## GIVEN INSTRUCTION
Can you reproduce every line from the start of the listing through the line holding "left=349, top=222, right=434, bottom=324", inclusive, with the requests included, scaling each bounding-box coordinate in the answers by 1.8 and rounding to a whole number with halves going up? Leave the numbers in the requests and in their format samples unchanged.

## DATA EXCERPTS
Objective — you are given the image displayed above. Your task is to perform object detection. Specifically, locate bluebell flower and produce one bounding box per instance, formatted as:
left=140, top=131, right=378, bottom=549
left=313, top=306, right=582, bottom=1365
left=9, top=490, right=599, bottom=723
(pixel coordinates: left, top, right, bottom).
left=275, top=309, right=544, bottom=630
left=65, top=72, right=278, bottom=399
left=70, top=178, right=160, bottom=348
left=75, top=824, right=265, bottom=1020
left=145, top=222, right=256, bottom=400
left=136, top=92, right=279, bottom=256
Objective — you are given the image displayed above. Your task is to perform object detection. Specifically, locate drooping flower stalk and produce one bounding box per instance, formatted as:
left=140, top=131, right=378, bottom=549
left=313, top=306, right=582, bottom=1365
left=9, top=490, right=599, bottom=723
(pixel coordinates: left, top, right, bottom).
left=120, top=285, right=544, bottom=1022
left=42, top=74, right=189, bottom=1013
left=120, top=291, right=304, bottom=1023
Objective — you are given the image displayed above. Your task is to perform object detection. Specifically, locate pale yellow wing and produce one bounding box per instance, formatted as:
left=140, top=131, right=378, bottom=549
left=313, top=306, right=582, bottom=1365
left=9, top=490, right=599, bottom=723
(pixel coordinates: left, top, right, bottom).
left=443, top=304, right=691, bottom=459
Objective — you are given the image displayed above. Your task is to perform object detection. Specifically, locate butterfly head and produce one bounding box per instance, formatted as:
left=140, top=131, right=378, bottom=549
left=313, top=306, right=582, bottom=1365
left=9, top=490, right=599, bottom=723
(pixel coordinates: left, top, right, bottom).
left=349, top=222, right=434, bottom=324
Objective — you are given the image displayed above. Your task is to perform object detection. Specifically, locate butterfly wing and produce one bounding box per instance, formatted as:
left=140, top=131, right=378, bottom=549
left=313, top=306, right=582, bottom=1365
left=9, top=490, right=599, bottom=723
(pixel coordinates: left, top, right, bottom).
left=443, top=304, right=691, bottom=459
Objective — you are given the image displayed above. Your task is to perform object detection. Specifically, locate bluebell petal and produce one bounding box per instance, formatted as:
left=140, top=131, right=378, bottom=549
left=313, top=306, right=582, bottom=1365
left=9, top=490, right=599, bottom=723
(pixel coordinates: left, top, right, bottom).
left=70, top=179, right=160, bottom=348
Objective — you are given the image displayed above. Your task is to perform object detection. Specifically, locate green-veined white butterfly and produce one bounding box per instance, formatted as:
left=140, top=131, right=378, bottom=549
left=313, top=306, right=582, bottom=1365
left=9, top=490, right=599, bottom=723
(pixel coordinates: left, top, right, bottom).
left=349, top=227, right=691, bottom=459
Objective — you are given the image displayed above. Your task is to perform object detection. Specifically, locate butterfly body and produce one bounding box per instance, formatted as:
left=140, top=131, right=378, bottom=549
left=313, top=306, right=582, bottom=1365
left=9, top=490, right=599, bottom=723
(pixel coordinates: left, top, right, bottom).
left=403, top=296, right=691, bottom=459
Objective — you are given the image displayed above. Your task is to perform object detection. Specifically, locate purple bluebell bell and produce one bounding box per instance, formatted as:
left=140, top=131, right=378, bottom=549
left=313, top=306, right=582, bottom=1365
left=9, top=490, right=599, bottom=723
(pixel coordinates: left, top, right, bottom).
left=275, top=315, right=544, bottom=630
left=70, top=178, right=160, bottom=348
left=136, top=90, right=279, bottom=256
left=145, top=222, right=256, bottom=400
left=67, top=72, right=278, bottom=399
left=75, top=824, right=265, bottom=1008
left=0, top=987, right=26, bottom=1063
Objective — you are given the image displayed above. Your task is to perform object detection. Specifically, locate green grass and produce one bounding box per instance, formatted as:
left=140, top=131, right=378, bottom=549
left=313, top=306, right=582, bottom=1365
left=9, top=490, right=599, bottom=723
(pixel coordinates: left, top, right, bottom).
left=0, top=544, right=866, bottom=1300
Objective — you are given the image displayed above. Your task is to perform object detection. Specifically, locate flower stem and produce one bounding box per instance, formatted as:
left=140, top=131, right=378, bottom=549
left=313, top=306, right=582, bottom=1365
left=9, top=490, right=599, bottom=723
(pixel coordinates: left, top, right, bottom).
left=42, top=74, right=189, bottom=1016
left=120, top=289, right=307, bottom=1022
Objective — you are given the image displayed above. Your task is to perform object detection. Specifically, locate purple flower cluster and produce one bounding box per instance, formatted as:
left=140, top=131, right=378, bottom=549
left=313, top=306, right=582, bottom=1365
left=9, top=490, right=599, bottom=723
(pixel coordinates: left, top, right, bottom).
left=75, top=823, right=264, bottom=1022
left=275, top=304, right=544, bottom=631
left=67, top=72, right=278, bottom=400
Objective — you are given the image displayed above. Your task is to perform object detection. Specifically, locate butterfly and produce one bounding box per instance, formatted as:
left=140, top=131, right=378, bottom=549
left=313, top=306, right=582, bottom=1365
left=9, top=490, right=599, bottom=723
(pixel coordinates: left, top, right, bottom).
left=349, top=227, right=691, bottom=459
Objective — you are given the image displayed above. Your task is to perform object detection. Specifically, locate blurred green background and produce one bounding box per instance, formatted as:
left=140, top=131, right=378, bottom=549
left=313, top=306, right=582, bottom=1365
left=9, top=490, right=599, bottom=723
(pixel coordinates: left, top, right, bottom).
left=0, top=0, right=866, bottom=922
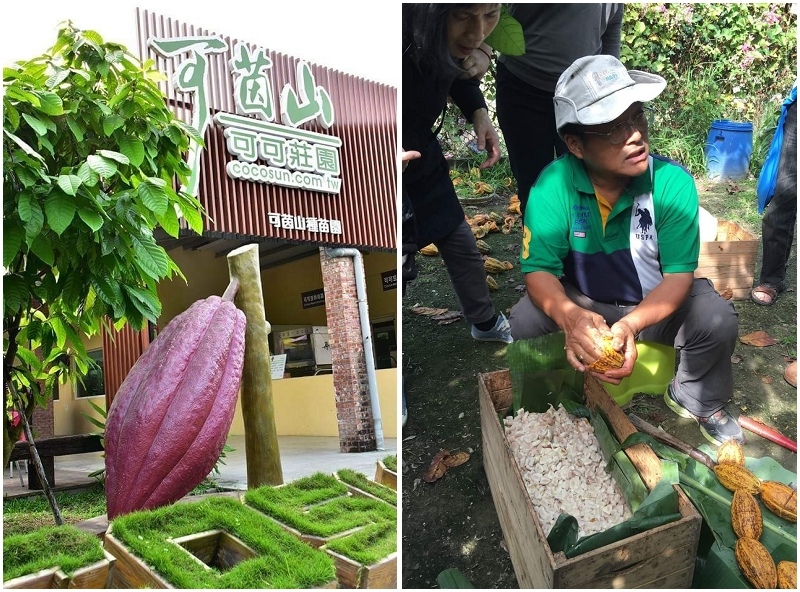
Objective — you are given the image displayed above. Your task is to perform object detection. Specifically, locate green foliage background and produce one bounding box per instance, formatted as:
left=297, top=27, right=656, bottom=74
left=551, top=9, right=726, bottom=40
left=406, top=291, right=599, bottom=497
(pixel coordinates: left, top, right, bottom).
left=440, top=3, right=797, bottom=176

## COMPLETED EXERCISE
Objective — you are given the image displayed above. Your task is to perform object detection. Specifically, locate bluebell flower and produce one bounding box per instance, formatted as:
left=140, top=131, right=378, bottom=549
left=313, top=306, right=582, bottom=1365
left=9, top=490, right=599, bottom=723
(pixel coordinates: left, top, right, bottom).
left=495, top=556, right=979, bottom=1134
left=117, top=130, right=500, bottom=718
left=126, top=320, right=288, bottom=626
left=135, top=1483, right=477, bottom=1836
left=261, top=400, right=461, bottom=720
left=245, top=166, right=502, bottom=461
Objective — you are given the image displayed above. Your task is to perform object detection. Specifically, locate drooping flower stalk and produce one bounding box per instance, formatted as:
left=140, top=131, right=378, bottom=549
left=313, top=306, right=582, bottom=1365
left=9, top=490, right=599, bottom=723
(pixel coordinates: left, top, right, bottom).
left=216, top=513, right=979, bottom=1840
left=76, top=133, right=340, bottom=1823
left=216, top=524, right=547, bottom=1841
Objective — you are given the image displayed above. Your task is to perform object detection. Specifically, locate pale yellow wing and produce one bounding box per instance, formatted as:
left=140, top=131, right=378, bottom=549
left=313, top=306, right=582, bottom=1365
left=9, top=490, right=599, bottom=723
(pixel coordinates: left, top, right, bottom).
left=797, top=547, right=1244, bottom=826
Objective — you are given the image displayed above. Your task is to perform object detection. Specifically, locate butterfly head and produce one bounding box per instance, formatted as:
left=140, top=131, right=378, bottom=549
left=313, top=306, right=582, bottom=1365
left=9, top=490, right=599, bottom=723
(pixel coordinates: left, top, right, bottom).
left=628, top=400, right=781, bottom=583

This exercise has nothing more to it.